THE PROBLEM:
Please copy out the entries below exactly, beginning with the line that contains "Outline every woman" and ending with the line that contains "Outline every dirt", and include nothing outside that span.

⟨

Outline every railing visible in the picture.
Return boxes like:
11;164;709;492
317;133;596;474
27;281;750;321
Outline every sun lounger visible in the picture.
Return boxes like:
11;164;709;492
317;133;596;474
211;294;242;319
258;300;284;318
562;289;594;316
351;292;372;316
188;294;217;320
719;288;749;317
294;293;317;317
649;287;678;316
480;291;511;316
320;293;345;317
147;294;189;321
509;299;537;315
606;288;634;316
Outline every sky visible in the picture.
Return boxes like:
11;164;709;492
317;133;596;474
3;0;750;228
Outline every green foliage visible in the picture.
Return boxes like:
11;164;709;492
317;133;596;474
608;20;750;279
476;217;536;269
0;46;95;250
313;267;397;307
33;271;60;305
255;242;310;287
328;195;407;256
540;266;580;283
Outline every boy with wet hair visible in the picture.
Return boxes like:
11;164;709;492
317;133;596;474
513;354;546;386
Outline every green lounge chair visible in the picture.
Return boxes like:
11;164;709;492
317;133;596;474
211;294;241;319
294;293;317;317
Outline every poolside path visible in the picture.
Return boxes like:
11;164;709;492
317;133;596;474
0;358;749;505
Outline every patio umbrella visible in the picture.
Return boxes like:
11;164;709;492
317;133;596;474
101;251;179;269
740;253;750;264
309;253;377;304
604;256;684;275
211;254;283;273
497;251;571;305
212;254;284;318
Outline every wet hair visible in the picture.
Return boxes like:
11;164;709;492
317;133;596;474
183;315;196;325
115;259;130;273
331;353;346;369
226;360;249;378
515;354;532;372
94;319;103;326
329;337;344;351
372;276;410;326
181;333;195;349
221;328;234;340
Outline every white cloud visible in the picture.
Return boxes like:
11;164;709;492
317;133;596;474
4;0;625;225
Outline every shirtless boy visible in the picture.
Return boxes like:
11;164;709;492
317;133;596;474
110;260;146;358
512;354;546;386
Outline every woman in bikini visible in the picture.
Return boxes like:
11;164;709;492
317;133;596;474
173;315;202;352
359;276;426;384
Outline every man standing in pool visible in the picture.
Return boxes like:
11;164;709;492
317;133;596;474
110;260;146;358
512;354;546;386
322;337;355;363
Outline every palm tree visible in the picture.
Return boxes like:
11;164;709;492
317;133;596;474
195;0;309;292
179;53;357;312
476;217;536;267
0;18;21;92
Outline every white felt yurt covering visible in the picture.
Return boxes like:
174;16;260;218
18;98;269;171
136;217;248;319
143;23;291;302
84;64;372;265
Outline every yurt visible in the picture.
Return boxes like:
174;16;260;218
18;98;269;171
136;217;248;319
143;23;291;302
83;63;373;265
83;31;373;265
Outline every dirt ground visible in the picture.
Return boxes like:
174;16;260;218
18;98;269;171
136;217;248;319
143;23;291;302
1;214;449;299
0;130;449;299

⟩

RESPONSE TO THE EXERCISE:
Outline every woman in bikini visible in the picture.
Return boxes like:
11;164;709;492
317;133;596;474
173;315;202;352
359;276;426;384
Outline every man standing in pool visible in the picture.
Return boxes like:
11;164;709;492
317;133;596;474
110;260;146;358
512;354;546;386
322;337;355;363
Outline every palm tree visible in the picture.
Return boxes like:
11;164;709;492
317;133;596;474
195;0;309;292
179;53;357;312
476;217;536;267
0;18;21;92
Outline every white felt yurt covering visible in the picture.
Return boxes like:
174;16;260;218
18;98;269;171
136;217;248;319
143;23;291;302
84;64;372;265
Outline every yurt visible in the picture.
Return boxes like:
174;16;260;218
18;98;269;171
136;217;248;319
143;23;291;302
83;63;373;265
83;31;373;265
Outline every dirt ground visible in the picture.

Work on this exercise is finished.